→ **PROBLEM DESCRIPTION**
Output all the entries below. Each must match exactly.

→ **Point localization data**
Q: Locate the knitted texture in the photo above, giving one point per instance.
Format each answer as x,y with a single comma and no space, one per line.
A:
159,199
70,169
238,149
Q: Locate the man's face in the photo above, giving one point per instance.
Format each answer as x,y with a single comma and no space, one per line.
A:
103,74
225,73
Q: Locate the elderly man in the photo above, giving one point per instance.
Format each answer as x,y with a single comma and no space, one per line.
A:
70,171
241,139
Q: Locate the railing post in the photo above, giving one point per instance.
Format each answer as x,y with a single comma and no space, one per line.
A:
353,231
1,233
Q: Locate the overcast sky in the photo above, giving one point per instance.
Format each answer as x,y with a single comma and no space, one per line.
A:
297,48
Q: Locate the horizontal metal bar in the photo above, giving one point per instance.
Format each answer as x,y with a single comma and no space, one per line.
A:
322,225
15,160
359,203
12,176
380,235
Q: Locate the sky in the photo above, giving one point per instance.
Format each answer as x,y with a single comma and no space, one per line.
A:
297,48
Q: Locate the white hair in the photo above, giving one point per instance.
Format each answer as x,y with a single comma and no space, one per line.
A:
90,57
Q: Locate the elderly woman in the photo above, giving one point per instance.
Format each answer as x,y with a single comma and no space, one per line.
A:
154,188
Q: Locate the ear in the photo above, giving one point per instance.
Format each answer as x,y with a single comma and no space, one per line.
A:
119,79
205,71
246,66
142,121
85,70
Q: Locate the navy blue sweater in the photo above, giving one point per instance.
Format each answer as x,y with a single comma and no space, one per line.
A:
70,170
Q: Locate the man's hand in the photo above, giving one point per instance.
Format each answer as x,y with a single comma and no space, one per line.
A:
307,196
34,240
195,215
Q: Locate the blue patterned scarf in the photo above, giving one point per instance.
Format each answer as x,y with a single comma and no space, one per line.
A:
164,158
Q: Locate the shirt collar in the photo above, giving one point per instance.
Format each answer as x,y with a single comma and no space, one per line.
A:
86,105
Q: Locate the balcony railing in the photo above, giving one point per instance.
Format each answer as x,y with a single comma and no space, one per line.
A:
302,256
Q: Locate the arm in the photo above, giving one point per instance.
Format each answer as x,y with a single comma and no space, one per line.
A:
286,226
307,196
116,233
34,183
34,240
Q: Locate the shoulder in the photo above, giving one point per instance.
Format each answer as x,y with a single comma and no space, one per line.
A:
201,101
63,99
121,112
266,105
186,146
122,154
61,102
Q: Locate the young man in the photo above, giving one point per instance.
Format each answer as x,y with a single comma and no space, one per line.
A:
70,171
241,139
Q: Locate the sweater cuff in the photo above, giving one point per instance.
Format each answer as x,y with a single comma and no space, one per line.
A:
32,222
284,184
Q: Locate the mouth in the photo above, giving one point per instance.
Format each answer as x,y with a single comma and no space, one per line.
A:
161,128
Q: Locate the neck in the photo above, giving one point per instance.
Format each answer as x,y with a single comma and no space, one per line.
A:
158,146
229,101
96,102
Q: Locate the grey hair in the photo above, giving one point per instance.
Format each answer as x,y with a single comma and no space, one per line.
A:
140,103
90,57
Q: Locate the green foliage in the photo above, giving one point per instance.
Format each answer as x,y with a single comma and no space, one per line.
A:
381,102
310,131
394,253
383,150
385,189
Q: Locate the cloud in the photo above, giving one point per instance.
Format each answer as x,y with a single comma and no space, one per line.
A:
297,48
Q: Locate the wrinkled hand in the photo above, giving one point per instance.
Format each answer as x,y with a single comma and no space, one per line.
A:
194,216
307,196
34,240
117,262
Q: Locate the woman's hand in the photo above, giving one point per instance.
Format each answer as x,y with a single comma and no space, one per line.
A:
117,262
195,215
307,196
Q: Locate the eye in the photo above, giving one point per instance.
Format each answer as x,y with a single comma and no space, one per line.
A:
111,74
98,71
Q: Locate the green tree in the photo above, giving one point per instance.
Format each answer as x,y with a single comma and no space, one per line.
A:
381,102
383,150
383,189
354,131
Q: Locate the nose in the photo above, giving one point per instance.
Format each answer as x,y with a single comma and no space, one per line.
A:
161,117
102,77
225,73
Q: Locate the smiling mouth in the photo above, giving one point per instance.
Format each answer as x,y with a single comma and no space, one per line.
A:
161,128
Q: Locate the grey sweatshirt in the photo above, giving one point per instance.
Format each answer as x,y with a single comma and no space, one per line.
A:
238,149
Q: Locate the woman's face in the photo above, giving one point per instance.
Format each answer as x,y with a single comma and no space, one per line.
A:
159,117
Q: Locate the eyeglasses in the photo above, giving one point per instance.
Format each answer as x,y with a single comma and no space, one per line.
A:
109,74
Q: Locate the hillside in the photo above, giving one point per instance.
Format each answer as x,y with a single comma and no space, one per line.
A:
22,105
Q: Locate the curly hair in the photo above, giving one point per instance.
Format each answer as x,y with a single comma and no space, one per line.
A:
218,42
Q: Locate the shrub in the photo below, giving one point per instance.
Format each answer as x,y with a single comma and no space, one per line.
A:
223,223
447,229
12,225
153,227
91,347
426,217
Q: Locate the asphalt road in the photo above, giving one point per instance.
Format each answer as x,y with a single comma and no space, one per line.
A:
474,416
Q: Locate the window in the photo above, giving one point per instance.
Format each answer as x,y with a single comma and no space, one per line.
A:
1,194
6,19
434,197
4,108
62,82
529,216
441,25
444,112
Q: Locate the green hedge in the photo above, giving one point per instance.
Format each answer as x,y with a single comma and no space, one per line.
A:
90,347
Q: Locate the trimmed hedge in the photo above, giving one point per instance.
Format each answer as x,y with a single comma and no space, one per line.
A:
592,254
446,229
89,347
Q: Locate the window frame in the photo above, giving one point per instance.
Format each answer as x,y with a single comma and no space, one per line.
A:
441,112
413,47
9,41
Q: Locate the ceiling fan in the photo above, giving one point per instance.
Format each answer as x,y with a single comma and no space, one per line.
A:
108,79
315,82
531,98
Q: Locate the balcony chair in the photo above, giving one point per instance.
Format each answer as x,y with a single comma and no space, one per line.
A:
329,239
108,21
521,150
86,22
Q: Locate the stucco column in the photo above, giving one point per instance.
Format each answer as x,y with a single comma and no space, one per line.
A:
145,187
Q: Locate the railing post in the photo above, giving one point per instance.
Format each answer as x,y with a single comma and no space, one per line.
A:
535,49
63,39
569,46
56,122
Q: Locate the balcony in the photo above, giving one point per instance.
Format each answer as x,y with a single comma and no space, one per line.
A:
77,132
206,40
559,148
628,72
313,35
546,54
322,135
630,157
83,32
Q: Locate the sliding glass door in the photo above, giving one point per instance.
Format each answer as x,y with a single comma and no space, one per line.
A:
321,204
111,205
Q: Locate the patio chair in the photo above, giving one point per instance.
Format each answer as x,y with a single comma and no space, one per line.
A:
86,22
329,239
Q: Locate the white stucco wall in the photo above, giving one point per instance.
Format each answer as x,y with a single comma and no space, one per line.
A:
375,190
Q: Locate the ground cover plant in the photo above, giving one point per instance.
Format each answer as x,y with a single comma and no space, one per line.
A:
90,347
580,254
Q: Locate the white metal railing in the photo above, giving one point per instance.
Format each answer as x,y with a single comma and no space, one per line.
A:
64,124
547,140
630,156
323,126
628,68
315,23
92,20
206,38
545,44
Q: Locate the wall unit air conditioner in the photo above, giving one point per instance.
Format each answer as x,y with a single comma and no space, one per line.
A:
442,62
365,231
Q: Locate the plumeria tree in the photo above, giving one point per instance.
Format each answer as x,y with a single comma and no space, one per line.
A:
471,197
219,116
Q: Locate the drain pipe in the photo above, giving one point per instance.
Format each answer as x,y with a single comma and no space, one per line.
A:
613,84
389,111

→ **RESPONSE AREA**
Q: Locate the knitted texture in the photo above, giving one point per instance.
Format each answer as x,y with a single comma and no space, one per line.
A:
159,199
70,169
238,149
Q: Locate the man's face in the photo above, giving one point per instance.
Format each answer as x,y with a single comma and no space, one per line.
A:
103,74
225,73
Q: Locate the elderly man in the photo above, giving one point per instance.
Format each answer as x,y with a single comma and no space, one per line.
A:
70,171
241,139
Q: Locate the railing post in the photo above, giving one point per instance.
Format each answer as x,y with a single comma and no space, one per line.
A:
353,231
1,233
Q: Locate the overcast sky in the photo above, giving one point per instance.
Format each answer as x,y with a single comma and no space, one per line.
A:
297,48
Q: Locate the horizontal metal bar in the photo above, giving one point per instance.
Format each answer as x,y with a single comma and no space, one per line.
A:
322,225
15,160
359,203
12,176
380,235
Q: Locate the sky in the photo above, giving one point per instance.
Format each answer as x,y with a single comma and no space, one per line.
A:
297,48
Q: Locate the white hair in the photo above, giving one point per instance.
Format each answer as x,y with a single comma and no space, one per line.
A:
90,57
Q: Locate the elderly woman in the photo above, giving one point per instance.
Format each answer as x,y with a single comma and no space, one per line.
A:
154,188
Q: Locate the ear in the photo above, giving one point per instance.
Format each answer as x,y with a single comma and no space, one per line.
A:
119,79
205,71
246,66
142,121
85,70
Q: Locate the navy blue sweater in the photo above, giving one point per instance.
Format each answer as x,y with a single comma and no space, one per line.
A:
70,170
Q: Locate the man's hand in the photo above, giving one point per instance.
Format each answer as x,y with a single comma and no space, one per line.
A:
307,196
34,240
195,215
Q: Locate the blue patterned scarf in the photo above, giving one point per instance.
Format each answer as x,y with a single comma and no space, one per line.
A:
164,158
Q: Locate the shirt collar in the photo above, giving one point per instance.
Format each answer as x,y with a single comma and no space, one per line.
A:
86,105
Q: Locate the balcony railing in the photo above, giving one point per instance.
Format each answer as x,y with a single comma and no space, one per line.
A:
302,256
Q: Locate the arm in the photo above, giving one point per instance.
Format each answer as x,y with a single comma and no space, one per line.
A:
286,226
307,196
116,233
34,183
34,240
Q: Locate the shoulder in the photo above, giving one point per instance.
Format each answer as x,y with a single comma and no space, one per line.
A:
201,101
63,99
121,112
266,105
186,146
122,154
61,102
Q: Locate the young man in the photo above, giving one point per instance.
Format each answer as x,y with a single comma and no space, one per line.
A:
70,171
241,139
Q: Locate the sweater cuff in the photo above, giving one point per instance.
Format each answer as x,y with a single comma and no space, one per line.
A:
32,222
284,184
Q: Locate the mouth in the photo above, giving one point per instance.
Format each answer as x,y with a single comma and no space, one per line.
A:
161,128
Q: Locate the neck in the photo above, giving one point per instance.
Format each answer as x,y with a single comma and no space, one per line.
A:
158,146
229,101
96,102
Q: Locate the grey hair in the photo above, giving one point per instance.
Format each answer as x,y with a single comma and no space, one per line.
A:
140,103
90,57
Q: Locate the green foliage in the photo above, giving one point per instance.
Format each answer as x,y with a single comma and no space, one per line.
A:
381,102
310,131
394,253
383,150
385,189
Q: Locate the cloud in the photo above, giving one point per instance.
Format each answer as x,y with a single comma and no space, one per line.
A:
297,48
Q: Locate the wrinkled hand in the photo above, giving one point per instance.
Format each answer as x,y with a single comma and no space, one per line.
A:
194,216
307,196
34,240
117,262
Q: Locate the woman's hand in the photo above, giving one point per instance.
Format each answer as x,y with a single comma and no space, one per line.
A:
117,262
195,215
307,196
Q: Locate the eye in the photo above, giving one point per instance.
Format each answer as x,y with a single comma and no space, one per line.
A:
111,74
98,71
Q: Locate the green tree in the photo above, giving one point per instance.
Format each answer as x,y with a single comma and no space, one per line.
A:
381,102
383,150
383,189
354,131
Q: Locate the nose in the photo above, giving one point per instance.
Format each answer as x,y with a single comma and no space, one per line.
A:
161,117
102,77
225,73
Q: Locate the smiling mouth in the photo above, giving one point per instance.
Format each answer as x,y with a single comma and no space, one per line.
A:
161,128
Q: Locate the grey sweatshirt in the photo above, giving one point per instance.
Format each answer as x,y with a single comma and no space, one per line.
A:
238,149
Q: Locate the woman's face in the photo above, giving one point per instance.
Format each answer as x,y with a single comma and no space, one per line.
A:
159,117
Q: Locate the eyeglasses in the photo above, giving one point per instance.
Format each answer as x,y with a single comma and no space, one per line.
A:
109,74
Q: Locate the hillside in the photo above, giving one point per instance.
Format each answer as x,y with a single comma and no space, one per line.
A:
22,105
Q: Locate the curly hair in the photo above, giving one point per instance.
Format each answer as x,y with a single comma and no space, one per line.
A:
218,42
Q: Locate the shrub in the photo below, giving one point per instance.
Format each answer as x,y with a single comma and no space, one per line.
A:
223,223
447,229
12,225
153,227
91,347
426,217
Q: Locate the asphalt road in the photo above, giving one point per instance.
Format each answer as x,y with a single comma and no space, one per line.
A:
474,416
Q: Locate the window in the photo above, giving one point per instance.
Format each answer as x,y with a single comma and no space, one per line.
A:
1,194
6,19
434,197
4,108
62,82
529,216
441,25
444,112
Q: Locate the green hedge in the photo above, giving one point per instance.
Format each answer as x,y with a single comma and no space, one per line.
A:
90,347
Q: Locate the trimmed hedge in the photo above, giving one point per instance.
Format each answer as x,y with a single comma and no space, one per line.
A:
592,254
446,229
89,347
Q: Locate the window frame in the photo above, giving one point per instance.
Format each answer as x,y with a single comma and no space, one per line.
A:
441,112
413,47
9,41
Q: Locate the ceiling fan in the photo above, giving one point per instance.
Format each answer as x,y with a single comma and no space, one per line.
A:
108,79
315,82
531,98
Q: Locate the balcony chair in the photo above, giving one point per instance.
Format each answer as x,y with a single comma and no space, one per line.
A:
329,239
108,21
521,150
86,22
Q: Locate the stucco column in the photo above, giving one point per instance.
Format each answer as x,y with a single comma and no space, one per line.
A:
145,187
Q: Locate the railing post in the photo above, giving one point per instance.
Format each answer as x,y with a single comma and no space, one per line.
A:
535,49
63,39
569,46
56,122
Q: Locate the balcony in the photo above, giving one point per instance.
Format each answer as x,y with a single comma and no space, one per line.
A:
77,132
206,40
559,148
628,72
313,35
546,54
322,135
630,157
83,32
Q: Locate the sliding glass door in the photo above, giving one point per instance.
Format each answer as x,y with a single comma and no space, one per line.
A:
321,204
111,205
Q: Locate the patio chair in the photo above, giving one point per instance.
Format each answer as x,y with a single comma and no space, one per line.
A:
86,22
329,239
Q: Locate the white stucco wall in the photo above, giving one point per instance.
Format each answer as x,y with a single comma and no space, one per line.
A:
375,190
Q: Locate the ground cover plant in the photo above, giving one point per instance.
Format each answer as x,y with a single comma and no space, one per line.
A:
90,347
580,254
Q: Locate the white metal railing in the photo above, giving one point per instance.
Format each answer as x,y with a single comma and no space, one per line.
A:
64,124
547,140
630,156
323,126
628,68
315,23
92,20
206,38
545,44
Q: Locate the wall unit air conditioner in the photo above, giving one point per instance.
Format each answer as x,y with a single comma and no space, one per line.
A:
442,62
365,231
Q: Locate the plumeria tree in the photo above, giving one point per instance.
Format each answer as x,y with a single comma and no space, one per line.
A:
471,197
219,116
Q: Locate the drain pipe in the photo above, giving one point per instance.
Format each answer as x,y with a single comma and no space, one per line.
A:
613,84
389,111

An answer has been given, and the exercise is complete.